MATERIAL SHOWN:
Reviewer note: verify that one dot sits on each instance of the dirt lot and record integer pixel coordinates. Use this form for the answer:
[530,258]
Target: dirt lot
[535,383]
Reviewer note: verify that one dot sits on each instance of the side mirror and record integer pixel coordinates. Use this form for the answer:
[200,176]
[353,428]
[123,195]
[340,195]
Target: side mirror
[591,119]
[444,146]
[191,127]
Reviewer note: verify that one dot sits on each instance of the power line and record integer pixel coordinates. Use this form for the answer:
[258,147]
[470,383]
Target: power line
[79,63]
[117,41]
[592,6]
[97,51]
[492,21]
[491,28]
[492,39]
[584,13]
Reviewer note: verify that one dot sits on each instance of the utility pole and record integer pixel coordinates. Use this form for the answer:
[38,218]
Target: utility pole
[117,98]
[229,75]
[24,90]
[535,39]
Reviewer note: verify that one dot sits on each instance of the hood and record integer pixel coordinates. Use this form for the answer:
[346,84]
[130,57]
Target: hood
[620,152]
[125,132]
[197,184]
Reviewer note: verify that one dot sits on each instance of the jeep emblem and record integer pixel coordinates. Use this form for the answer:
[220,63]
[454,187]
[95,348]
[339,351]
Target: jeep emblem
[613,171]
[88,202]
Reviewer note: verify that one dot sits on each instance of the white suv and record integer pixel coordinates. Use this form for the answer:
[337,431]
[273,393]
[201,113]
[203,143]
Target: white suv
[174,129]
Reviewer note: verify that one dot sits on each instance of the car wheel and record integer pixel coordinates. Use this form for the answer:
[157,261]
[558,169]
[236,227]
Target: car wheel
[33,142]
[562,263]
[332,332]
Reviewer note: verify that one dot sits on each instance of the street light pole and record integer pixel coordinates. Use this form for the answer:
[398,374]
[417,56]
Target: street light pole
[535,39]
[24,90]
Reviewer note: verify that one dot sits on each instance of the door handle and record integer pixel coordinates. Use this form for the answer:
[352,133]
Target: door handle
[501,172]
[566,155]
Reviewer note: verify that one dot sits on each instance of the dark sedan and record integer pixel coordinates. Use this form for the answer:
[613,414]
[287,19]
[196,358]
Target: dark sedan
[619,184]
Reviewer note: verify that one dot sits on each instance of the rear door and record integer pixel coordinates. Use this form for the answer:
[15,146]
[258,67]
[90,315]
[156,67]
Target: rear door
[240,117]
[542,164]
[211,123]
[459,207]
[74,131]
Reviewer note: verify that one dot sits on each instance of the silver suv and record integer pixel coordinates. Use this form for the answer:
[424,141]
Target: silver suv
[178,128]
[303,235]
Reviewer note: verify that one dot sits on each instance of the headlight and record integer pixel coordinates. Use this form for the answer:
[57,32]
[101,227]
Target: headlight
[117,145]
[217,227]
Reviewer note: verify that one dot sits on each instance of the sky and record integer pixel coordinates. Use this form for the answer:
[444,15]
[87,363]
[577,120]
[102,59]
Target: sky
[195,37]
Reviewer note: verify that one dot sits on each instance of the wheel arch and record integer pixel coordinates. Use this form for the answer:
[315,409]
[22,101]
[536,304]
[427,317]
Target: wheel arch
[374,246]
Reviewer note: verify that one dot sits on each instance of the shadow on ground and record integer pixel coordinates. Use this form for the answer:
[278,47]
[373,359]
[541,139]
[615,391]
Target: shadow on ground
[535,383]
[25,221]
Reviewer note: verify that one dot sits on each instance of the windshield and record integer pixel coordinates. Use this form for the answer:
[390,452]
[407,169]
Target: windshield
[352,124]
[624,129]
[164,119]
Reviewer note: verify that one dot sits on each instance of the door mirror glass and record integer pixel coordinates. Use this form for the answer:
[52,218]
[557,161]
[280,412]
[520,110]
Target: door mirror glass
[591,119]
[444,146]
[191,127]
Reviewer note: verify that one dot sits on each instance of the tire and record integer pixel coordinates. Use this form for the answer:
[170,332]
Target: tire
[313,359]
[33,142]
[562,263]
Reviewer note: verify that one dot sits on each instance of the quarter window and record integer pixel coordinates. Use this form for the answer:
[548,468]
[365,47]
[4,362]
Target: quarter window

WHAT TO WORK ON:
Reproduce the listing above with "Reviewer note" substituted by "Annotator note" everywhere it appears, keeping every other line the same.

EXPECTED ANSWER:
Annotator note: verify that one dot sits on each instance of the dirt lot and record integer pixel coordinates. Use this form for the answer:
[530,258]
Target: dirt lot
[535,383]
Annotator note: verify that one dot sits on each instance of the side mirror and record integer pixel coordinates. Use this form for the answer:
[200,176]
[353,428]
[123,195]
[340,195]
Target: side mirror
[591,119]
[444,146]
[191,127]
Annotator note: verify that one dot sits on each instance of the power line and record integer pixel coordinates. Use this form for the answer:
[258,147]
[470,383]
Target: power line
[79,63]
[117,41]
[592,6]
[97,51]
[492,21]
[491,28]
[492,39]
[584,13]
Annotator note: verify that one dot sits on each instance of the utility pole and record integer pixel coordinates. Use this form for the answer:
[38,218]
Target: utility pole
[117,98]
[229,75]
[24,90]
[535,39]
Annotator note: verify that one dot sits on each instance of the hood and record integer pixel coordinates. Use this form for the answer:
[346,84]
[130,57]
Target: hood
[620,152]
[125,132]
[197,184]
Annotator note: verify that one dot sits on each instance of the jeep emblem and record integer pixel coordinates. Use this form for the answer:
[220,63]
[454,187]
[95,348]
[339,351]
Target: jeep emblem
[613,171]
[88,202]
Annotator note: verify that one dot sits on each instance of the white suv and record integer pixel coordinates. Use this form for the answer:
[337,431]
[273,393]
[201,113]
[203,143]
Target: white suv
[174,129]
Annotator note: verify that one dot sits on each instance of the car wheel and record integer pixel coordinates. Use this form for the answer:
[157,261]
[558,169]
[236,227]
Target: car wheel
[33,142]
[562,263]
[332,332]
Annotator note: verify that one dot sits on each instance of the street light pole and record integer pixel coordinates. Use this form for the answer:
[398,374]
[417,56]
Target: street light pole
[535,39]
[24,90]
Annotator note: verify that one dot sits on each instance of the door handle and record integer pixel coordinates. Use this form for the answer:
[352,133]
Target: door handle
[501,172]
[566,155]
Annotator note: verify that one dot sits on each instance of the dark sedan and record integer pixel coordinates. Use this form for the answer:
[613,414]
[287,19]
[196,358]
Target: dark sedan
[619,184]
Annotator note: verify that one dot sits on each instance of the rear door and record integer pixel coordinates. Use this form for the answer:
[15,146]
[258,67]
[90,315]
[156,67]
Target: rear door
[240,117]
[542,164]
[211,123]
[459,207]
[74,131]
Annotator note: verify that one dot sits on each instance of the silver suv and record integer pixel coordinates. Use this form for the answer:
[424,141]
Target: silver suv
[178,128]
[303,235]
Annotator note: verify that one dot sits on each instance of the headlight and record integer pixel coordinates. Use this form for the answer:
[57,32]
[101,227]
Target: headlight
[117,145]
[217,227]
Annotator note: verify that one dot sits on each instance of the sky and record integer pixel coordinates. Use this form for the answer:
[444,15]
[87,363]
[577,120]
[102,59]
Target: sky
[195,37]
Annotator note: verify that one dot sits on each instance of the wheel arch and record integer pixel coordinates. Use this form for the answer:
[315,409]
[22,101]
[536,304]
[427,317]
Target: wheel arch
[374,246]
Annotator note: verify that one dot sits on each instance of the shadow on ground and record integer pixel coordinates. Use this form for the answer:
[278,47]
[373,359]
[541,139]
[615,391]
Target: shadow on ground
[535,383]
[25,221]
Annotator note: verify that one dot sits on each instance of the windshield and record integer pixel coordinates. Use this form for the answer:
[390,452]
[407,169]
Target: windshield
[352,124]
[624,129]
[164,119]
Annotator note: verify that one dot sits on each instance of the door mirror glass and record integer pixel coordinates. Use this form for the answer:
[52,218]
[557,161]
[280,412]
[520,110]
Target: door mirror glass
[591,119]
[444,146]
[191,127]
Annotator note: verify that one dot sits on each instance of the tire and record integer pixel coordinates. Use this form for the answer:
[170,332]
Target: tire
[313,359]
[33,142]
[562,263]
Annotator note: verify that one dot sits on each instance of the quarter window and record integer pixel coordinates. Use this form for the answer:
[548,468]
[365,47]
[4,362]
Target: quarter window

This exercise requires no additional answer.